[Coordinate labeling records]
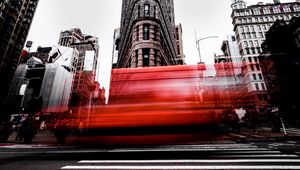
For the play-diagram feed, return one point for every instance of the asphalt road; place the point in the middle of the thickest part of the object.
(254, 155)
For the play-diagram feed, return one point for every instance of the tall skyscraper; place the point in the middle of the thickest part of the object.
(15, 21)
(147, 34)
(250, 25)
(179, 44)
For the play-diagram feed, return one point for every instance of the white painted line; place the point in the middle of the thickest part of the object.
(192, 161)
(192, 149)
(259, 156)
(261, 167)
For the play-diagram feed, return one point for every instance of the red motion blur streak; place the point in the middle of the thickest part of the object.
(162, 96)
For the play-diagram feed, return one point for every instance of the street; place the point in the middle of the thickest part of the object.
(223, 155)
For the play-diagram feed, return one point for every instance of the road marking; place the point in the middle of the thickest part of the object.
(261, 167)
(191, 161)
(264, 150)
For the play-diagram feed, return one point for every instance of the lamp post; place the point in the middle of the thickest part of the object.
(198, 44)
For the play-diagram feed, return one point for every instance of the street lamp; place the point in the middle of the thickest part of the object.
(198, 44)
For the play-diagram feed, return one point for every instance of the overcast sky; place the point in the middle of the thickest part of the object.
(100, 18)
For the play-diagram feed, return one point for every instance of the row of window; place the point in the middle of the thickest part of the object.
(146, 57)
(251, 44)
(146, 32)
(258, 87)
(264, 19)
(254, 28)
(250, 51)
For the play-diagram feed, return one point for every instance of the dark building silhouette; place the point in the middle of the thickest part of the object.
(15, 21)
(147, 34)
(280, 63)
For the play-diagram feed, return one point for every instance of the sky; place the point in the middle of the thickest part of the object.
(100, 17)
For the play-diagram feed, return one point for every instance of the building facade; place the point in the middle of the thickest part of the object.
(40, 87)
(280, 66)
(179, 45)
(250, 25)
(147, 34)
(15, 21)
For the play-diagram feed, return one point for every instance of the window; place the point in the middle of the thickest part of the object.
(139, 11)
(259, 27)
(256, 86)
(256, 11)
(266, 19)
(155, 57)
(155, 33)
(254, 77)
(286, 8)
(263, 86)
(247, 29)
(256, 43)
(266, 10)
(251, 43)
(260, 76)
(296, 8)
(146, 10)
(146, 52)
(137, 33)
(250, 59)
(137, 57)
(276, 9)
(146, 32)
(252, 67)
(178, 50)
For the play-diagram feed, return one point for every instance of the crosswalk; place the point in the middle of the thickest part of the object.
(229, 156)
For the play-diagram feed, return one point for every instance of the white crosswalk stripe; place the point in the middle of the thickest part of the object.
(233, 156)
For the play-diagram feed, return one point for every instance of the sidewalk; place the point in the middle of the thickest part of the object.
(45, 137)
(265, 133)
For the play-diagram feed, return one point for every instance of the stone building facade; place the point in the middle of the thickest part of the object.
(15, 22)
(250, 25)
(147, 34)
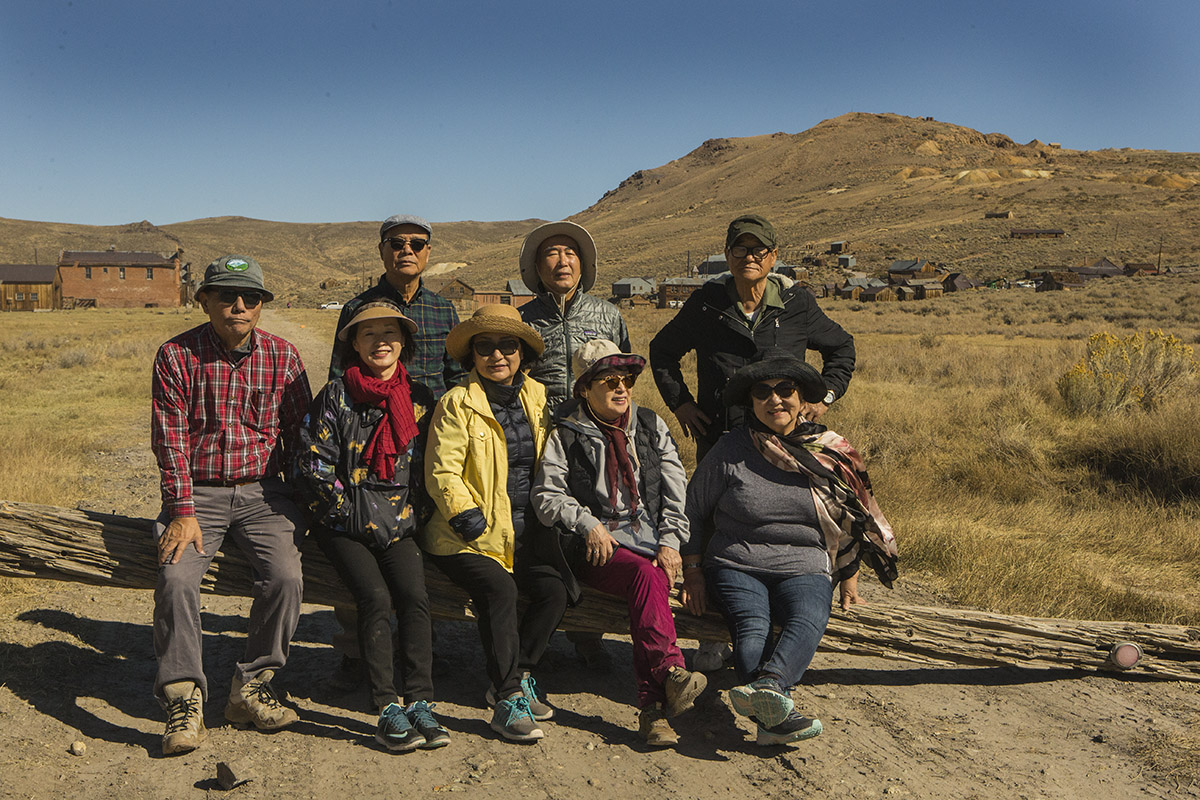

→ **WHAT YOU HAVE TO DO**
Gather every line of the records above that contains the word "window", copying each such line in full.

→ **SOLUTION**
For the play-diagram feed, return one point for every instance of the row of window; place the point in the middle of the thickest part of the object.
For the play-diagram feed, return one point for every instance of the window; place the point in the middle of the thickest part of the object.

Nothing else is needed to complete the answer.